> [EXERCISE TASK] Reproduce verbatim everything in the email reply about cookies and TSIG from "It all depends" down to "for TSIG verification.".

> [TEXT SHOWN]
On Tue, Aug 4, 2015 at 4:21 PM, Ted Lemon <ted.le...@nominum.com> wrote:
> On Aug 4, 2015, at 3:01 PM, Paul Hoffman <paul.hoff...@vpnc.org> wrote:
>> +1 to Donald's response, and -1 to Ted Lemon calling cookies a "kludge".
>
> Sigh.   The actual proposal, particularly the key rollover bit, is quite
> elegant, if a bit underspecified, so you’re right to call me out for this
> choice of terminology.   I called it a kludge because it is an attempt to
> use something that makes sense in one context in a different context where
> it won’t work very well.   It makes sense with IKE because you are
> preventing key spamming attacks from consuming massive amounts of CPU.   It
> wouldn't make sense to use in combination with TSIG because TSIG doesn’t use
> public keys.

It all depends on what algorithms you are using, how fast your
processor is, how close to saturation your processor is in processing
the request stream it is getting, whether it has hardware assist for
your algorithm, etc. I agree that there would typically be more
benefit for IKE than for TSIG. From that it does not follow that it
"wouldn't make sense" to use COOKIEs in connection with TSIG. The
non-cryptographic calculations you do for COOKIE verification are
going to be at least two orders of magnitude cheaper than the
cryptographic calculations you do for TSIG verification.

Pointing data excerpts:
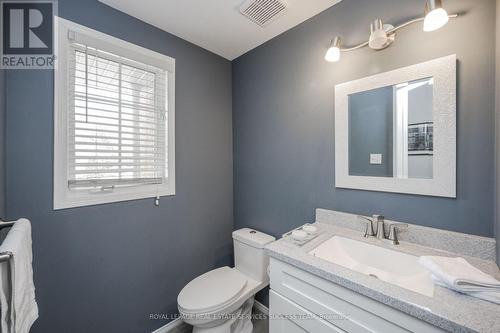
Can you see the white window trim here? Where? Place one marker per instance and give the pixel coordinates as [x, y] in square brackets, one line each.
[63, 197]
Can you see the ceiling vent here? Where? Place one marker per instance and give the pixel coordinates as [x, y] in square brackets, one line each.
[262, 12]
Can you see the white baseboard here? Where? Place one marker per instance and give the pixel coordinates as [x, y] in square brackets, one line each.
[261, 307]
[171, 325]
[178, 321]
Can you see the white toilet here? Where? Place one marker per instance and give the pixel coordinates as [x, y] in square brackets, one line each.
[221, 301]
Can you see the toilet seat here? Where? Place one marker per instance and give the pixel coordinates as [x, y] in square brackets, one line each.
[211, 291]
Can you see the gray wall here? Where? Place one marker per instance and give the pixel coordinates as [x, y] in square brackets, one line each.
[497, 148]
[370, 132]
[106, 268]
[2, 143]
[283, 117]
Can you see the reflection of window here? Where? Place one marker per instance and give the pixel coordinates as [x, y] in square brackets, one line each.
[420, 139]
[116, 120]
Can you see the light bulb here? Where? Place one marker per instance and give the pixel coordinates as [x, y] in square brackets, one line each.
[435, 15]
[333, 53]
[378, 36]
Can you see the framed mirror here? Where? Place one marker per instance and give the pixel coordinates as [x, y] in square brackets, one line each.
[396, 131]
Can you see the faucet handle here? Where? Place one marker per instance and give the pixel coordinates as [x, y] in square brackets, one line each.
[369, 226]
[392, 232]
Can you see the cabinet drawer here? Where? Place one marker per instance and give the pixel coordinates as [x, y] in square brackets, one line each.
[288, 317]
[341, 307]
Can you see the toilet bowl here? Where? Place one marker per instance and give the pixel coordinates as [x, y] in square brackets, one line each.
[221, 300]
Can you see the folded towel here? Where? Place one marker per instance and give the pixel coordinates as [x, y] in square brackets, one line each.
[18, 316]
[490, 296]
[457, 274]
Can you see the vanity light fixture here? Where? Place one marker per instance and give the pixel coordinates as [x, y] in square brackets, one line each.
[383, 35]
[333, 53]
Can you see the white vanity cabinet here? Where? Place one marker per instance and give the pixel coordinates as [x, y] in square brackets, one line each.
[303, 302]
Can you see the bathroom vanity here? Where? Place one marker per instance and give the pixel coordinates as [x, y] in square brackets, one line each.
[343, 282]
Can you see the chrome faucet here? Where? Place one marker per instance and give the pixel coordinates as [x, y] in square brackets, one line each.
[369, 232]
[380, 226]
[393, 236]
[375, 228]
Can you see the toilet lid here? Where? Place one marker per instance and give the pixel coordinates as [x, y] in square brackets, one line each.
[211, 290]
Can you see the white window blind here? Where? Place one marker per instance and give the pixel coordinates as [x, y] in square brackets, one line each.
[117, 121]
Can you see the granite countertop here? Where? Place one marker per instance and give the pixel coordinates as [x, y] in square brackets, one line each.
[447, 309]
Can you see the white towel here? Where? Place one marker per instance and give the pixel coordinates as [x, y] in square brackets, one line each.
[457, 274]
[20, 317]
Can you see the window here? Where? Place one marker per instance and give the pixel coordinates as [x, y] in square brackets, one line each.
[114, 120]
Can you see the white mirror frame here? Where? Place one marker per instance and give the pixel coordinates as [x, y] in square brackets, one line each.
[443, 183]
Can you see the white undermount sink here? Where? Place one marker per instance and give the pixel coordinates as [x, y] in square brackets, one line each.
[391, 266]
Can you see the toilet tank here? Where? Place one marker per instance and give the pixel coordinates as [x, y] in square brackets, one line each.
[249, 256]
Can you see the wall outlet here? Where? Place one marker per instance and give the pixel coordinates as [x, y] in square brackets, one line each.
[375, 158]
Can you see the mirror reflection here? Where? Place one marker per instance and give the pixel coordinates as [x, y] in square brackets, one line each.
[391, 131]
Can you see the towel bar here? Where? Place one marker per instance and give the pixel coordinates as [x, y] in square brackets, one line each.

> [COMPLETED EXERCISE]
It all depends on what algorithms you are using, how fast your
processor is, how close to saturation your processor is in processing
the request stream it is getting, whether it has hardware assist for
your algorithm, etc. I agree that there would typically be more
benefit for IKE than for TSIG. From that it does not follow that it
"wouldn't make sense" to use COOKIEs in connection with TSIG. The
non-cryptographic calculations you do for COOKIE verification are
going to be at least two orders of magnitude cheaper than the
cryptographic calculations you do for TSIG verification.